## SOAL
Tolong salin ulang bagian berita tentang pabrik Boeing di China dari "14 Desember 2018" sampai dengan "perusahaan di China.", keduanya ikut disalin. Ganti "KTT G20" dengan "pertemuan G20".

## TEKS BACAAN
14 Desember 2018

[141218.ID.BIZ] Di Tengah Ancaman Perang Dagang, Boeing Akan Buka Pabrik di China


KONTAN.CO.ID - SHANGHAI. Meski ada kesepakatan antara pemimpin negara Amerika Serikat dan China dalam KTT G20 belum lama ini, namun perang dagang masih membayangi hubungan kedua negara. Walau begitu, sejumlah korporasi besar Amerika Serikat masih melanjutkan rencana bisnisnya di China. Seperti Boeing Co. siap yang membuka fasilitas finishing pesawat Boeing 737 untuk menjadi pabrik pertama perusahaan di China.

Seperti dilaporkan Bloomberg, pembuat pesawat yang berbasis di Chicago ini akan meresmikan fasilitas yang berlokasi di Zhoushan, pada hari Sabtu ini setelah masa pembangunan selama lebih dari satu tahun. Fasilitas ini didirikan oleh perusahaan Boeing dengan mitra lokalnya Commercial Aircraft Corp. of China Ltd (Comac).

Meski pabrik tersebut mulai didirikan sebelum Donald Trump terpilih jadi orang nomor satu di Amerika Serikat, peresmian fasilitas tersebut tetap dibayangi risiko  dampak perang dagang. Terlebih, kesepakatan gencatan senjata selama tiga bulan yang diumumkan awal Desember ini kini berada di bawah ancaman sejak penangkapan Chief Financial Officer Huawei Technologies Co. di Kanada karena tuduhan melanggar sanksi Iran.

Sementara fasilitas tersebut juga merupakan upaya Boeing untuk makin meningkatkan penetrasi di pasar China. Nantinya para pekerja di pabrik baru tersebut akan memberi sentuhan akhir pada pesawat buatan AS yang didatangkan dari sebuah pabrik di wilayah Seattle, sebelum mengantarkannya ke pelanggan lokal. "Sangat sulit untuk melebih-lebihkan bahwa China saat ini adalah pasar yang penting," kata Ken Herbert, analis dari Canaccord Genuity.

## ENTRI YANG DIBERIKAN
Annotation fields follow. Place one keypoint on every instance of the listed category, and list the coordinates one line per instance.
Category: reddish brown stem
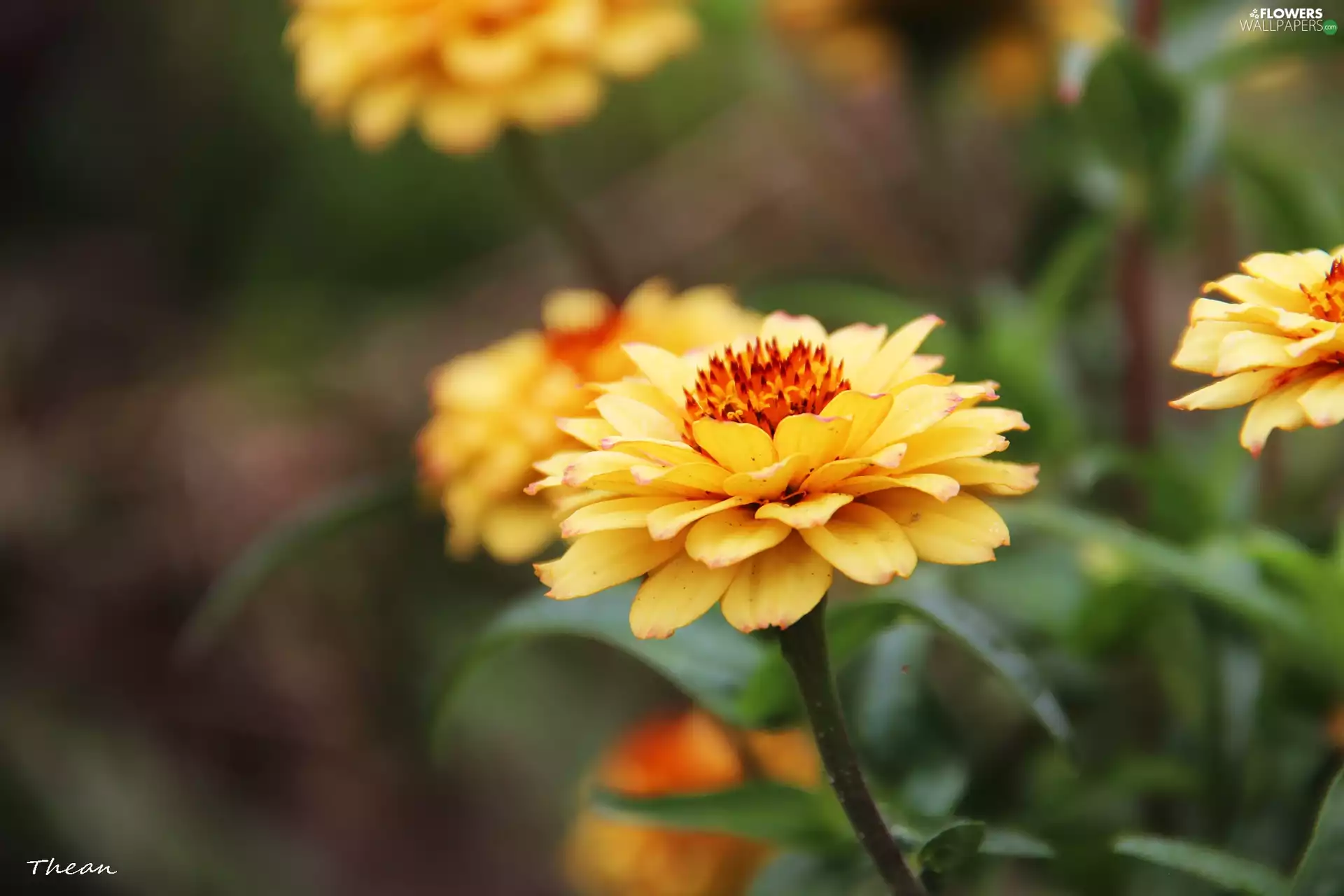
(1133, 288)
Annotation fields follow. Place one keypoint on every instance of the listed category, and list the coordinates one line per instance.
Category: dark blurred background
(213, 312)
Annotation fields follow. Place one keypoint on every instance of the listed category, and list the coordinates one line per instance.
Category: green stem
(582, 242)
(804, 645)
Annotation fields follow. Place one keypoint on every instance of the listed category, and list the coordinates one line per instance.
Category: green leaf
(1218, 868)
(1322, 869)
(708, 660)
(346, 507)
(761, 811)
(981, 637)
(1133, 112)
(1014, 844)
(811, 875)
(1238, 594)
(952, 846)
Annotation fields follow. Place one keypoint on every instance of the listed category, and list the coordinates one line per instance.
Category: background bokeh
(216, 315)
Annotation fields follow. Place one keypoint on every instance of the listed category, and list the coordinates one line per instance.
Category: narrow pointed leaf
(708, 660)
(761, 811)
(1218, 868)
(346, 507)
(1322, 869)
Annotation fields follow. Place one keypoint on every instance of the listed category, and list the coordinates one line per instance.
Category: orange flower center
(761, 384)
(574, 346)
(1327, 300)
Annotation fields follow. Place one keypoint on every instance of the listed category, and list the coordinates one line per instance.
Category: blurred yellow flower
(1012, 43)
(680, 755)
(750, 473)
(495, 409)
(467, 69)
(1277, 344)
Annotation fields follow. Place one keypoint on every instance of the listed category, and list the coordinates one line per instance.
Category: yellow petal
(732, 536)
(818, 438)
(1324, 400)
(600, 561)
(657, 450)
(678, 480)
(790, 330)
(769, 482)
(879, 372)
(381, 113)
(741, 448)
(863, 543)
(635, 42)
(855, 346)
(569, 26)
(635, 418)
(613, 514)
(1291, 272)
(668, 520)
(942, 488)
(777, 587)
(590, 430)
(918, 409)
(1280, 410)
(830, 475)
(518, 531)
(676, 596)
(1245, 349)
(456, 121)
(671, 374)
(488, 59)
(864, 412)
(993, 477)
(555, 96)
(961, 531)
(1260, 292)
(593, 464)
(815, 510)
(945, 444)
(993, 419)
(1236, 390)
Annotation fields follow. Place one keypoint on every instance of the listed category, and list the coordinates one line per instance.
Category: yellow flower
(495, 409)
(467, 69)
(1011, 43)
(1277, 344)
(749, 475)
(687, 754)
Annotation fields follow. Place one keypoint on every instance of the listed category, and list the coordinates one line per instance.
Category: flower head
(686, 754)
(1277, 344)
(495, 409)
(467, 69)
(750, 473)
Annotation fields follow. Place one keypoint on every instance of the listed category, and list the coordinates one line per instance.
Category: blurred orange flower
(685, 754)
(495, 409)
(1278, 344)
(467, 69)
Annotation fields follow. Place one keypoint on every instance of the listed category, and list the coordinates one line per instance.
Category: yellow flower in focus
(689, 754)
(1277, 344)
(495, 409)
(749, 475)
(467, 69)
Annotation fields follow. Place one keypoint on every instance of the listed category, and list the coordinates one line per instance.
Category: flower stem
(804, 645)
(582, 242)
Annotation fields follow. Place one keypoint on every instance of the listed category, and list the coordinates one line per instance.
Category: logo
(1288, 19)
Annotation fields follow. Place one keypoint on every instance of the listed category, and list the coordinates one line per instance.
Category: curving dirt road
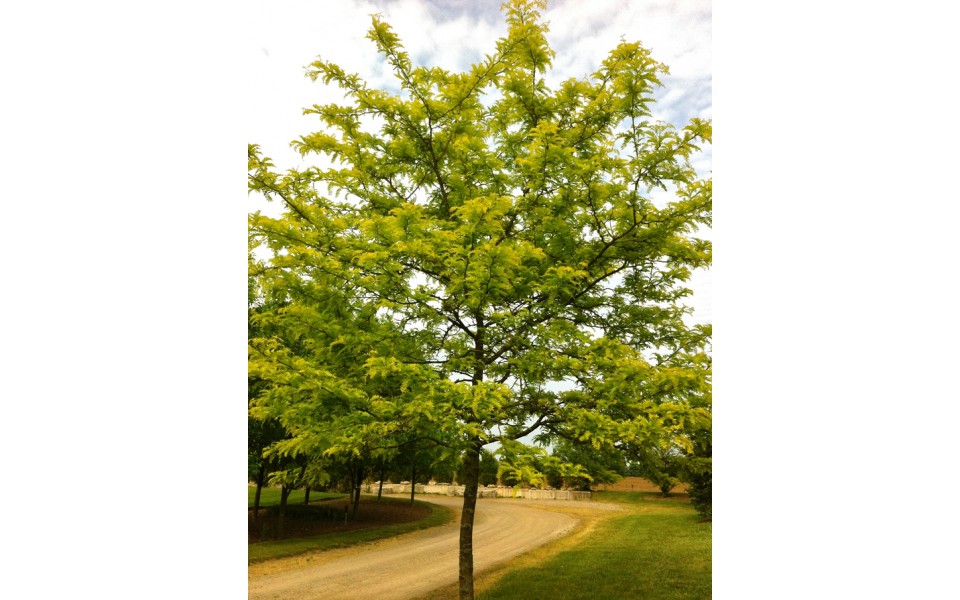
(412, 565)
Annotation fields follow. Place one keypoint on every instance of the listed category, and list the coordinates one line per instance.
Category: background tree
(502, 236)
(604, 465)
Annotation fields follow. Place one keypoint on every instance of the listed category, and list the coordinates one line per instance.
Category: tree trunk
(284, 494)
(359, 482)
(471, 472)
(383, 472)
(413, 483)
(256, 496)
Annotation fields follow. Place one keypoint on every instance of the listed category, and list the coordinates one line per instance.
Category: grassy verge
(271, 496)
(264, 551)
(656, 549)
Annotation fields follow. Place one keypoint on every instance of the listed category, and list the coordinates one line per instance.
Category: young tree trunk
(383, 472)
(284, 494)
(413, 483)
(471, 473)
(359, 482)
(256, 497)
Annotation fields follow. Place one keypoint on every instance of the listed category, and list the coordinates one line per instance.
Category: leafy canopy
(479, 256)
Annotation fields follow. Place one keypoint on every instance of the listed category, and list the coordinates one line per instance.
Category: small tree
(502, 234)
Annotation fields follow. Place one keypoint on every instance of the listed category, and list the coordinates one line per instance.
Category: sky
(835, 351)
(286, 37)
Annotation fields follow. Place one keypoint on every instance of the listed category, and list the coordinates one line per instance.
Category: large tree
(501, 235)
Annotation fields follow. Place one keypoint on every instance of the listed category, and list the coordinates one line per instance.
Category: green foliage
(472, 241)
(601, 466)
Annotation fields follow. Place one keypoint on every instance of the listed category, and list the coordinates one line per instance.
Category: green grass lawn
(263, 551)
(271, 496)
(656, 550)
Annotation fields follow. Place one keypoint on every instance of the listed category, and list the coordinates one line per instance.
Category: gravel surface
(412, 565)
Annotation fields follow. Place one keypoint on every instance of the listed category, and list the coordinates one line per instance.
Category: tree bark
(256, 497)
(359, 481)
(471, 468)
(413, 484)
(284, 494)
(383, 472)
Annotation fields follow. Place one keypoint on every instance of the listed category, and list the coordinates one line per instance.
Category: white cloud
(452, 34)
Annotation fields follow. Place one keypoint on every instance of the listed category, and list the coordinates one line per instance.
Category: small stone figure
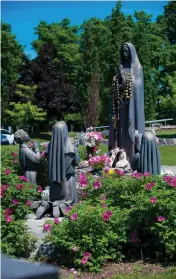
(62, 158)
(148, 159)
(28, 159)
(119, 160)
(127, 103)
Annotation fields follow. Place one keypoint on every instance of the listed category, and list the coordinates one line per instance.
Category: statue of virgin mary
(127, 115)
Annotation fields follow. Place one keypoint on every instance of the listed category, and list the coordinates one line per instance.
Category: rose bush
(119, 217)
(16, 196)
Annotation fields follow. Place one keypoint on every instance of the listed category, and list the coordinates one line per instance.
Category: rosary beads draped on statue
(127, 109)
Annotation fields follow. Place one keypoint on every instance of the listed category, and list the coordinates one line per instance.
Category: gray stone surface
(168, 170)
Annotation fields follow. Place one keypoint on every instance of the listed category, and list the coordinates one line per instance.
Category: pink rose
(74, 216)
(84, 260)
(153, 200)
(19, 186)
(28, 203)
(47, 227)
(161, 218)
(56, 221)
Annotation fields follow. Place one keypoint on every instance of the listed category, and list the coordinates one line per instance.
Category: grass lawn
(166, 133)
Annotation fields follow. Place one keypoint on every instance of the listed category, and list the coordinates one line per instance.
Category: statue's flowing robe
(132, 115)
(62, 157)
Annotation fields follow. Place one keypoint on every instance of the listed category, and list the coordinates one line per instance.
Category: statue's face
(125, 52)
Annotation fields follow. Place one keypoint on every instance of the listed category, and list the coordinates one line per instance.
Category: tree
(11, 59)
(54, 92)
(23, 114)
(64, 40)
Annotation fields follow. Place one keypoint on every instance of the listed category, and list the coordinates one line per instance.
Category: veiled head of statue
(128, 53)
(61, 127)
(125, 52)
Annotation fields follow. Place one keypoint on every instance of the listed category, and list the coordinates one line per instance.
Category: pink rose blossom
(119, 172)
(137, 175)
(84, 260)
(24, 178)
(7, 172)
(75, 249)
(8, 211)
(134, 237)
(149, 186)
(161, 218)
(82, 180)
(109, 212)
(19, 186)
(15, 202)
(87, 255)
(4, 187)
(47, 227)
(14, 154)
(56, 221)
(106, 170)
(97, 184)
(74, 216)
(28, 203)
(68, 209)
(39, 189)
(107, 215)
(8, 218)
(173, 182)
(153, 200)
(103, 197)
(146, 174)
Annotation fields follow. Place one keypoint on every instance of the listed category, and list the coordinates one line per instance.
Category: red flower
(7, 171)
(39, 189)
(28, 203)
(19, 186)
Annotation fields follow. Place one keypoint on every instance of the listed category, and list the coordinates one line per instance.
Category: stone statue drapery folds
(131, 114)
(62, 157)
(28, 159)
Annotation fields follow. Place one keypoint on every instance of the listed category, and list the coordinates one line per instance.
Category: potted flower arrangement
(91, 141)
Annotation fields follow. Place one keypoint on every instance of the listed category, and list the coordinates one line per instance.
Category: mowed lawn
(168, 153)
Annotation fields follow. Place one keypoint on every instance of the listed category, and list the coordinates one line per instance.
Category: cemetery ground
(132, 269)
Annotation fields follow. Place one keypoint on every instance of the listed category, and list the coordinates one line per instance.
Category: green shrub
(142, 223)
(15, 239)
(91, 233)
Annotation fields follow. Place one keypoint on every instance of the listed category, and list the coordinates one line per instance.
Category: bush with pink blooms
(16, 196)
(119, 217)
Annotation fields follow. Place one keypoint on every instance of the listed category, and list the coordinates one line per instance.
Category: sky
(23, 16)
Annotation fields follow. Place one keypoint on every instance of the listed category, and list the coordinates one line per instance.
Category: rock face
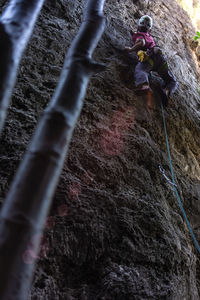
(115, 229)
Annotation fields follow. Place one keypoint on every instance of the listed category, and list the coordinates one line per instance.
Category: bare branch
(16, 25)
(26, 207)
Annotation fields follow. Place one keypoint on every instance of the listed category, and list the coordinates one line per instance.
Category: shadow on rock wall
(115, 230)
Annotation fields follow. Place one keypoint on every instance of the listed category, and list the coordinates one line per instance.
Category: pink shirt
(149, 42)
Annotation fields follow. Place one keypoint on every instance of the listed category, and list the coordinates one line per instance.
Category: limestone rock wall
(115, 230)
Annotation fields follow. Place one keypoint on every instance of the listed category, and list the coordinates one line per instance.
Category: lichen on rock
(116, 230)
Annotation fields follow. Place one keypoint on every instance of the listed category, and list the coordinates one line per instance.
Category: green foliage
(197, 36)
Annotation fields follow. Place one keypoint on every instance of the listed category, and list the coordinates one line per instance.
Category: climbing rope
(174, 183)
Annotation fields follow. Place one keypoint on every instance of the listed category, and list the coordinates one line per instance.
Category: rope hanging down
(174, 183)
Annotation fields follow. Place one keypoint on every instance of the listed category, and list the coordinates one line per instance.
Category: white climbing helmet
(145, 21)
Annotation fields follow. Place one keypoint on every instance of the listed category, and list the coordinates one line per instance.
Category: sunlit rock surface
(115, 229)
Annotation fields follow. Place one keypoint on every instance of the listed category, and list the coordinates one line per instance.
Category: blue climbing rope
(174, 183)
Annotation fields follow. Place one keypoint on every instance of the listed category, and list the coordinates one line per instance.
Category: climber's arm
(140, 43)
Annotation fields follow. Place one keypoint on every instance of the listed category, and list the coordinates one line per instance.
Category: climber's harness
(150, 57)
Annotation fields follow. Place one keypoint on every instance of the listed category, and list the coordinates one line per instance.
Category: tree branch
(26, 207)
(16, 25)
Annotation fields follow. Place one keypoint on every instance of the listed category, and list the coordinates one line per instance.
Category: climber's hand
(128, 49)
(142, 56)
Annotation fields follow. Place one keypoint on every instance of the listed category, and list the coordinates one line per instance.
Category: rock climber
(150, 59)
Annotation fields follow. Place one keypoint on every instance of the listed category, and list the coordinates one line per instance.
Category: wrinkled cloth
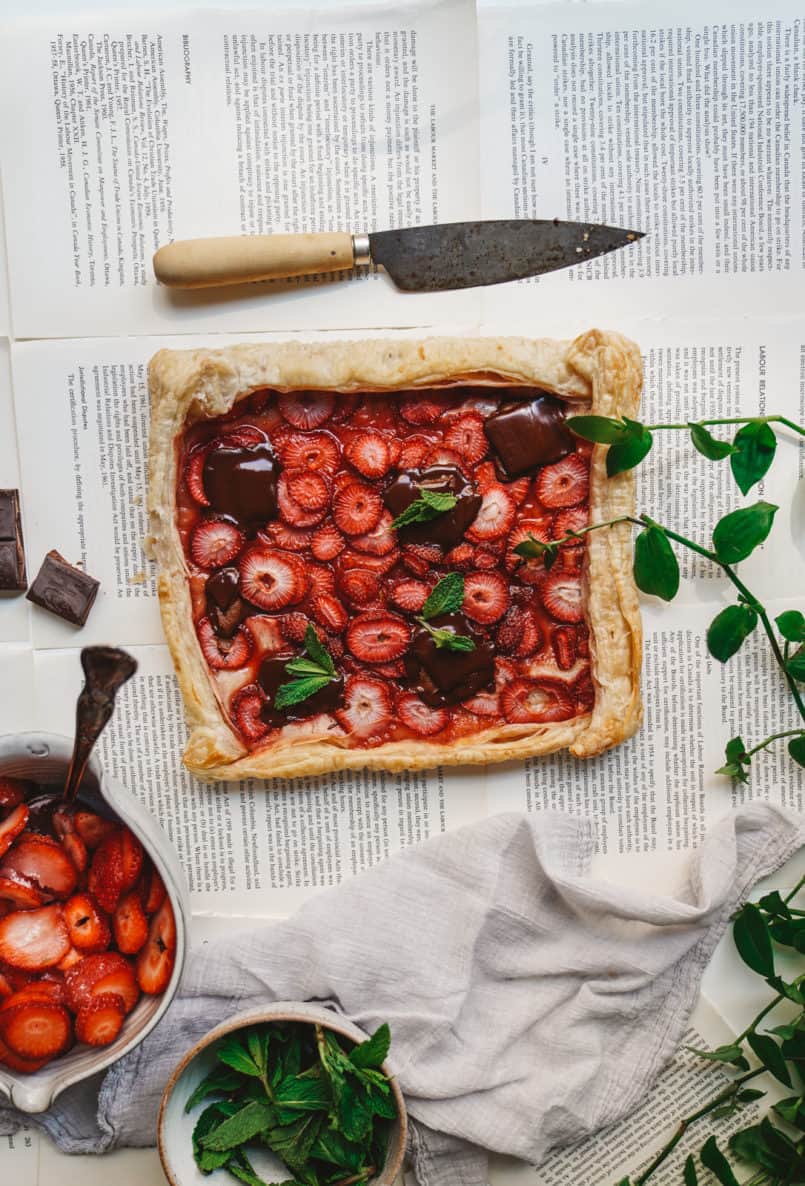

## JAWABAN LATIHAN
14 Desember 2018

[141218.ID.BIZ] Di Tengah Ancaman Perang Dagang, Boeing Akan Buka Pabrik di China


KONTAN.CO.ID - SHANGHAI. Meski ada kesepakatan antara pemimpin negara Amerika Serikat dan China dalam pertemuan G20 belum lama ini, namun perang dagang masih membayangi hubungan kedua negara. Walau begitu, sejumlah korporasi besar Amerika Serikat masih melanjutkan rencana bisnisnya di China. Seperti Boeing Co. siap yang membuka fasilitas finishing pesawat Boeing 737 untuk menjadi pabrik pertama perusahaan di China.